> **Task brief**: Omit every picture and return the rest of the data unaltered.

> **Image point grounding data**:
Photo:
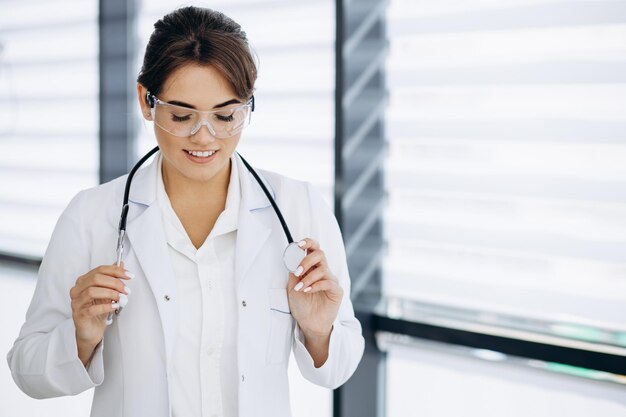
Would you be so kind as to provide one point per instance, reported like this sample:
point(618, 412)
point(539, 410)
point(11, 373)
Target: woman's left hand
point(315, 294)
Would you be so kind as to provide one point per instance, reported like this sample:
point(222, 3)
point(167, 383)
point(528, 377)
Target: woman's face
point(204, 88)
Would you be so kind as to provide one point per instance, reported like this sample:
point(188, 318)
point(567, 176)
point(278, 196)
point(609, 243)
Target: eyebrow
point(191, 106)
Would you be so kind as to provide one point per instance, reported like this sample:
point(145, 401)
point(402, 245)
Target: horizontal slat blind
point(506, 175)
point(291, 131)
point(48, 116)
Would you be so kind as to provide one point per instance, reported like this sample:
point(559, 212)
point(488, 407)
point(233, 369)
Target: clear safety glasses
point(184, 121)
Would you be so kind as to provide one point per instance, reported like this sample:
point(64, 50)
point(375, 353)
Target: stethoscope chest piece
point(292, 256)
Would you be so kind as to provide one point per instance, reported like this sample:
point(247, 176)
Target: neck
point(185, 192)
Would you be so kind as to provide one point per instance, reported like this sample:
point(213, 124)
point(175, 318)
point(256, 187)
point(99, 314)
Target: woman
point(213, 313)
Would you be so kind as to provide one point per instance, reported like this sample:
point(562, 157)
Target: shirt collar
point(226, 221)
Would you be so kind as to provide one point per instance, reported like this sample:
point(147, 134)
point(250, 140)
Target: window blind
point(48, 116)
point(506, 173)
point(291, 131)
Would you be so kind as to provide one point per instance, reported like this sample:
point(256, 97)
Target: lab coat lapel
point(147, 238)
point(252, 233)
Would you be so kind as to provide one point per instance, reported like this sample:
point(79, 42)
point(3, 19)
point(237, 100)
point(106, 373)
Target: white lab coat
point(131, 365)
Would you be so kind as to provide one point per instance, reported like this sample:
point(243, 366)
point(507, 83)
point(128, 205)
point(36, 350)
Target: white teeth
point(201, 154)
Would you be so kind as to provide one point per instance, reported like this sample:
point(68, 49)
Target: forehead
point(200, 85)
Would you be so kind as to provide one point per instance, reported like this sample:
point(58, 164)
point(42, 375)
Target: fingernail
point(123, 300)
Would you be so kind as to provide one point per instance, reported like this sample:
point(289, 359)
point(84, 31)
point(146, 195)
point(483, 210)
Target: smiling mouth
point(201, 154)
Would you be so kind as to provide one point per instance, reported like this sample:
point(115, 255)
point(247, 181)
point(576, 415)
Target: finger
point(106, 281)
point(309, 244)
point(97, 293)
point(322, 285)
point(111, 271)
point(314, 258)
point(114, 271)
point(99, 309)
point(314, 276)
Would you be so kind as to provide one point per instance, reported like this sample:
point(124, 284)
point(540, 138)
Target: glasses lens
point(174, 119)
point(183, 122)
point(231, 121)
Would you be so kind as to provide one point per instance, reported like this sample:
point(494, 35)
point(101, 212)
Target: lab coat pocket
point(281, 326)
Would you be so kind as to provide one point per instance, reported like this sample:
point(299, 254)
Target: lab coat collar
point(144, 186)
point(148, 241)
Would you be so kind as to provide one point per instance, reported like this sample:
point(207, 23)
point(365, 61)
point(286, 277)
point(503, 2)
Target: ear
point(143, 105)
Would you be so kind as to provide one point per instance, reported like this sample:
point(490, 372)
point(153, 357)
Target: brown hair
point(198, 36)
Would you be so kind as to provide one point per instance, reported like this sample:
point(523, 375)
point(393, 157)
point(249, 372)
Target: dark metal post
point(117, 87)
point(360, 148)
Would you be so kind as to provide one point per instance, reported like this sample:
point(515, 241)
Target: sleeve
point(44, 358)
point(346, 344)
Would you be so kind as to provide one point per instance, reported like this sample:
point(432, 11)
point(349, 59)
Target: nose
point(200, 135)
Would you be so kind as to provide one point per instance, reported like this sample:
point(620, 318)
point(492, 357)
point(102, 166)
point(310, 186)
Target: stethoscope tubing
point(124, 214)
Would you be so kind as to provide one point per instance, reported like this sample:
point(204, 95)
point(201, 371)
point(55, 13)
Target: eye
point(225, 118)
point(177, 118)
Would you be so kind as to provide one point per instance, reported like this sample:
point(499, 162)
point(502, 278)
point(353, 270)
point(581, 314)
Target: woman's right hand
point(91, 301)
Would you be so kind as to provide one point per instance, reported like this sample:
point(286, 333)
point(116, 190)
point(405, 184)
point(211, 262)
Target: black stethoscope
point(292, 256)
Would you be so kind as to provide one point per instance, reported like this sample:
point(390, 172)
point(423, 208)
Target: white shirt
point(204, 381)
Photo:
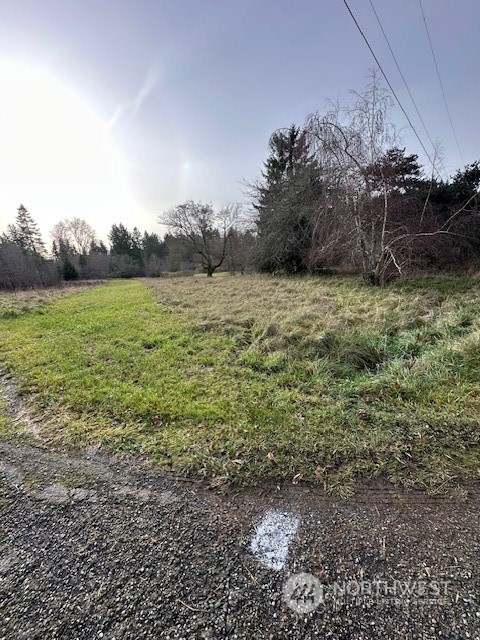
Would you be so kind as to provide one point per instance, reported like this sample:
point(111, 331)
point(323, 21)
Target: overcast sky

> **Answer to the problem**:
Photo:
Would you be so kind as to provide one point per instance, reported like this sample:
point(618, 412)
point(539, 410)
point(11, 373)
Target: woman's left hand
point(315, 294)
Would you be so kind as to provide one point per instance, reported like this sample:
point(222, 3)
point(167, 383)
point(528, 377)
Target: woman's face
point(204, 88)
Would you be so kind as to provide one point per instance, reported like this sample:
point(188, 318)
point(567, 176)
point(278, 196)
point(609, 243)
Target: eyebrow
point(191, 106)
Would you be so kind as to provide one point per instance, reported like this sample:
point(145, 401)
point(402, 245)
Target: horizontal slat blind
point(506, 175)
point(291, 131)
point(48, 116)
Would you be so kind as to provide one point per instance, reported like this sample:
point(559, 212)
point(488, 407)
point(233, 369)
Target: clear safety glasses
point(184, 121)
Would you be so kind as to provide one point per instance, reported like this sample:
point(64, 50)
point(375, 353)
Target: stethoscope chest piece
point(292, 256)
Would you be so kind as to provide one point per instance, reported like this sample:
point(247, 176)
Target: neck
point(185, 192)
Would you be so kind as to provide one point per instance, reported like this sample:
point(213, 124)
point(175, 318)
point(256, 187)
point(99, 314)
Target: woman
point(213, 313)
Would you be so kind as to provide one point per instance, reported like this sample:
point(562, 157)
Target: shirt collar
point(226, 221)
Would you be so kind as to provide one point per instance, reported like this sample:
point(147, 134)
point(250, 140)
Target: window blind
point(48, 116)
point(506, 173)
point(291, 131)
Would you be so kind as to provide one point per instance, reported like this sample:
point(256, 97)
Target: lab coat lapel
point(147, 238)
point(252, 233)
Would you be so kind as to provide one point per instance, reported like this sample:
point(79, 42)
point(3, 19)
point(237, 100)
point(106, 373)
Target: white lab coat
point(131, 365)
Would you be so kind as to provide one point per instance, reported like this sample:
point(243, 366)
point(507, 83)
point(128, 205)
point(36, 350)
Target: white teeth
point(201, 154)
Would you be so kind as to provide one point per instance, reported like this sample:
point(68, 49)
Target: forehead
point(200, 85)
Would you be so kind as to provide one point per instance, reported like this sample:
point(58, 164)
point(42, 375)
Target: fingernail
point(123, 300)
Would you be so kind as to provide one point per instance, reported like this sample:
point(289, 359)
point(84, 31)
point(146, 195)
point(483, 210)
Target: smiling mouth
point(201, 154)
Would you be so kind as to provide one point per instance, reported like this sample:
point(115, 255)
point(247, 181)
point(576, 415)
Target: finger
point(106, 281)
point(309, 244)
point(97, 293)
point(322, 285)
point(111, 271)
point(314, 258)
point(114, 271)
point(99, 309)
point(314, 276)
Would you be so kind as to provide one point per instance, reported like this sample:
point(124, 284)
point(540, 138)
Target: glasses lens
point(174, 119)
point(183, 122)
point(231, 121)
Would you be so kind as to provide one point per instance, reported like this sample:
point(494, 35)
point(101, 212)
Target: lab coat pocket
point(281, 326)
Would you be so kind as to provide one point per instance, reported like this sample:
point(299, 254)
Target: lab coat collar
point(144, 186)
point(148, 241)
Would you be so kind as to provide one point per instance, reported like this sample:
point(207, 23)
point(365, 61)
point(286, 277)
point(503, 2)
Target: ear
point(143, 105)
Would you be so kind as to provide one point per instance, reported like this sample:
point(490, 372)
point(153, 357)
Target: brown hair
point(198, 36)
Would you be so kind as to provide one point per instance, reported like this sample:
point(523, 375)
point(393, 157)
point(249, 372)
Target: dark metal post
point(117, 87)
point(360, 148)
Would you be so kind as to provide one point per instance, reported like this sample:
point(515, 241)
Target: sleeve
point(44, 358)
point(346, 344)
Would you be so kind as to provide one point per instance, reported like this sample:
point(432, 11)
point(349, 59)
Target: nose
point(200, 135)
Would you be so kind as to provide one point per instance, reported like this sample:
point(620, 318)
point(492, 357)
point(102, 166)
point(310, 186)
Target: stethoscope tubing
point(124, 214)
Would you be so kind as to provide one point per instance, reported like this sample:
point(204, 95)
point(201, 371)
point(55, 13)
Target: eye
point(225, 118)
point(177, 118)
Would you be so kind as to provide one point per instance, reported like this sample:
point(499, 162)
point(502, 278)
point(353, 270)
point(581, 314)
Target: woman's right hand
point(91, 301)
Would you be so kind as to provide one point per instance, reported like this sample:
point(286, 333)
point(116, 190)
point(405, 184)
point(211, 262)
Target: black stethoscope
point(292, 256)
Would you be so kind as to provide one point per instance, reported like this sample:
point(390, 172)
point(423, 208)
Target: white shirt
point(204, 381)
Photo:
Would you be so kind as to provide one point per instance, reported like this sample:
point(111, 331)
point(323, 21)
Target: overcast sky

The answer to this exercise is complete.